* start *

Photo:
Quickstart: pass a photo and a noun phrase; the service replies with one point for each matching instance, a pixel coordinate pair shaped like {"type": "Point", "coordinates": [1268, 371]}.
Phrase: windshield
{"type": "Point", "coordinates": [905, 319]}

* end *
* start *

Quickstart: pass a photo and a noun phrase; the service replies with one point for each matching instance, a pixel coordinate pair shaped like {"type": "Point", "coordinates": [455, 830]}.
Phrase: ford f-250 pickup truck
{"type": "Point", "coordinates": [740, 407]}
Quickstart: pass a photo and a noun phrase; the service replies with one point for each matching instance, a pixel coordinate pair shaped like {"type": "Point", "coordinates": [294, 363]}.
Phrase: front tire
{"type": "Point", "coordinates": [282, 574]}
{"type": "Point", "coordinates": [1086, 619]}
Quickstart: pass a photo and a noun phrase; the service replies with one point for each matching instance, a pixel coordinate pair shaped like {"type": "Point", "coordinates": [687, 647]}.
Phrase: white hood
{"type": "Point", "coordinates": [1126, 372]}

* end *

Show every line in the rows above that contains the string "coordinates". Letter case must match.

Quickstart: pass a photo and a noun phrase; the service replies with one point for each matching instance, a pixel coordinate pair shaped like {"type": "Point", "coordinates": [1268, 371]}.
{"type": "Point", "coordinates": [905, 319]}
Quickstart: pass a photo and a noun phrase; the service replies with one point for each matching instance, a pixel coordinate pair shaped like {"type": "Point", "coordinates": [455, 830]}.
{"type": "Point", "coordinates": [740, 407]}
Quickstart: pass a photo and a noun phrase; the service replies with one point for each matching instance, a pixel coordinate pair shaped like {"type": "Point", "coordinates": [294, 363]}.
{"type": "Point", "coordinates": [282, 574]}
{"type": "Point", "coordinates": [1086, 619]}
Quickstart: pass a photo and a noun phrase; the service replies with one point for each matching instance, a pixel coordinate pair shaped like {"type": "Point", "coordinates": [687, 647]}.
{"type": "Point", "coordinates": [1126, 372]}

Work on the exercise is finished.